Exercise requirements: Find the lines holding the string "green" in the data, then copy all of them.

Data to use:

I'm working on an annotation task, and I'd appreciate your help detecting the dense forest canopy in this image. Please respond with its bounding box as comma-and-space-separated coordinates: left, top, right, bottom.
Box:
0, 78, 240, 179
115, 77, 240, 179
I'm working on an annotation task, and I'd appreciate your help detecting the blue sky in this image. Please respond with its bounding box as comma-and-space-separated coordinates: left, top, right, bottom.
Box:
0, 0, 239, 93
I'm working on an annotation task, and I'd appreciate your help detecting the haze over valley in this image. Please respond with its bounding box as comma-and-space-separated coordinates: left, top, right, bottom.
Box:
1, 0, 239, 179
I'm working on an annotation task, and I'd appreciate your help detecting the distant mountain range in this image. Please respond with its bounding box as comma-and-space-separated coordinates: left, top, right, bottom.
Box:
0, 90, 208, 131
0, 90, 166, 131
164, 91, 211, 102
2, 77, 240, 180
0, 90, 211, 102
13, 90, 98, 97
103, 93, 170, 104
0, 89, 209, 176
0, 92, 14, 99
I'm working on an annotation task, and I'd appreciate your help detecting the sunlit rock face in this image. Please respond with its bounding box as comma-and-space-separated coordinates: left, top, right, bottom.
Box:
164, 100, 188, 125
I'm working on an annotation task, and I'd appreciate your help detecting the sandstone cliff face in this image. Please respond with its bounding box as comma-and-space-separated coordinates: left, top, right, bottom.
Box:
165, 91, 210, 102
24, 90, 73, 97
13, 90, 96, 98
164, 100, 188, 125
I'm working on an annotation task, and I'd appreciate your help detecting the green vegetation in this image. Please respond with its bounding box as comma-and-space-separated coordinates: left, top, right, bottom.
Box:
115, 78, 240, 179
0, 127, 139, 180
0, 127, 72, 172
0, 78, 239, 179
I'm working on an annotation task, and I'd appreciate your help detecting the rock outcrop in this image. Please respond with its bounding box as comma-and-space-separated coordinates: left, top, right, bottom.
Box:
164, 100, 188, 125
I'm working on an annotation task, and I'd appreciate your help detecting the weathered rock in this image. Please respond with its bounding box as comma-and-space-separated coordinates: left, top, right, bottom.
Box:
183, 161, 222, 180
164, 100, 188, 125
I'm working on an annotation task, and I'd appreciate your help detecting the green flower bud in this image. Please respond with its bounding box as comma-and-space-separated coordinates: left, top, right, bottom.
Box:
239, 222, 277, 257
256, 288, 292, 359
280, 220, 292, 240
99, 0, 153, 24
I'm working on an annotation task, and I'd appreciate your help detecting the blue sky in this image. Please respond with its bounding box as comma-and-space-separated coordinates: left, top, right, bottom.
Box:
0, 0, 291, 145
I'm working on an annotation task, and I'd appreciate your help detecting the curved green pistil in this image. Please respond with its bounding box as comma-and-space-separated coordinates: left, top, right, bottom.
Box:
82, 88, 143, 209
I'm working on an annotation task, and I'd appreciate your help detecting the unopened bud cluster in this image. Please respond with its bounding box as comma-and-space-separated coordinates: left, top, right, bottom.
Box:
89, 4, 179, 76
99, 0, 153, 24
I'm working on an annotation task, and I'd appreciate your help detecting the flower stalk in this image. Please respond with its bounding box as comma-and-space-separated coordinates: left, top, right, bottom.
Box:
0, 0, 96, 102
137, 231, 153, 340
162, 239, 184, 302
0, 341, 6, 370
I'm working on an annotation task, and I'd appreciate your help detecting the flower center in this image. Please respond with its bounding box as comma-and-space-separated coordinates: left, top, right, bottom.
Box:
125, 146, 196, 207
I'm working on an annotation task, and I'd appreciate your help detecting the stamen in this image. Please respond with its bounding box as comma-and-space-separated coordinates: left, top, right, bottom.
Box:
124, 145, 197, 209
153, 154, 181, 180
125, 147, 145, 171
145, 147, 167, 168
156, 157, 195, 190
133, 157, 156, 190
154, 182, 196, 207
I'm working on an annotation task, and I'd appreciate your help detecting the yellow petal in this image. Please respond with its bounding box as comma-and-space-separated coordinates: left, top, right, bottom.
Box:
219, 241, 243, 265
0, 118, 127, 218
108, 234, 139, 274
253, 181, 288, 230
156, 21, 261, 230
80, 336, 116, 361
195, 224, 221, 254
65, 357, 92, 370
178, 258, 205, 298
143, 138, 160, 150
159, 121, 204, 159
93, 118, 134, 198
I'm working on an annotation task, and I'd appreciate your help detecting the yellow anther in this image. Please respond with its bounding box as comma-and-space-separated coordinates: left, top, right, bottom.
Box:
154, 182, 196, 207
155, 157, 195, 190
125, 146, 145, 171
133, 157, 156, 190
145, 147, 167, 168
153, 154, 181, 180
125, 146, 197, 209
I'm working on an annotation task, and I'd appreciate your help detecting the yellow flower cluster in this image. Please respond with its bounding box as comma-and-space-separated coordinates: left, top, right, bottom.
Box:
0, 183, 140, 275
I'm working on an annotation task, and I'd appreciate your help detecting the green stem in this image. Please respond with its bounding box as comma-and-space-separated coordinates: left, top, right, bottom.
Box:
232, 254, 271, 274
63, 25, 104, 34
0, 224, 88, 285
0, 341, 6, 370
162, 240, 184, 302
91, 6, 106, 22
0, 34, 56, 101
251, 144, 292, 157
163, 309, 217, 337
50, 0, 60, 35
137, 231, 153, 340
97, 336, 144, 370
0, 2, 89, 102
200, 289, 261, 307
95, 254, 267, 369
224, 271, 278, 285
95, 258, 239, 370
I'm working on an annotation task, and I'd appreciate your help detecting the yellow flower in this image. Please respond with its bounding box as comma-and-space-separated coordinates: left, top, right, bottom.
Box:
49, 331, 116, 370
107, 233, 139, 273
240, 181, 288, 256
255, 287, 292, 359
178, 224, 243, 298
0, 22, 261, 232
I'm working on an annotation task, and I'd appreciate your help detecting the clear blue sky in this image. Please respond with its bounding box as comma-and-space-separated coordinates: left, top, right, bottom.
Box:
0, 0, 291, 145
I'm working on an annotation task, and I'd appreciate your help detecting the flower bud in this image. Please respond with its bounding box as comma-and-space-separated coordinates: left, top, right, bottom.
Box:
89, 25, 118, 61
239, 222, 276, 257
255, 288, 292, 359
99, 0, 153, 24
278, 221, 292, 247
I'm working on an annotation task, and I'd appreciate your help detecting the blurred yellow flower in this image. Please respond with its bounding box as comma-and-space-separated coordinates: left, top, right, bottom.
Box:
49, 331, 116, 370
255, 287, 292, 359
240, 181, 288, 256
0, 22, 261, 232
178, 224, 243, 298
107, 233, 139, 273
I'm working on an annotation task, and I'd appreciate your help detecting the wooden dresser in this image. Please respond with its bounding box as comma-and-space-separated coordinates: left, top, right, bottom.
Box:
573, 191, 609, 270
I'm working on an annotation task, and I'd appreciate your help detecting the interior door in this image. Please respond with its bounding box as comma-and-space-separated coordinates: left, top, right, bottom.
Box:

Answer section:
I'm working on an annotation task, and I'd appreciate your help detecting the green vegetation in this image. Please respond with its bounding box as comma-and-space-separated coordinates: left, top, right, bottom.
I'm working on an annotation task, and I'd appreciate your help detecting the green flower bud in this image. Please respond with its bounding box as comma-and-space-separated coordinates: left, top, right, bottom.
I'm working on an annotation task, and I'd appreciate your help detecting the curved green pistil in this image. Please respond with its bounding box as comma-and-space-separated coordinates: left, top, right, bottom.
I'm working on an annotation task, and I'd appreciate your help detecting the green stem in this image. Please respond with its bounding box as comma-and-space-separated coordinates: left, top, right, bottom.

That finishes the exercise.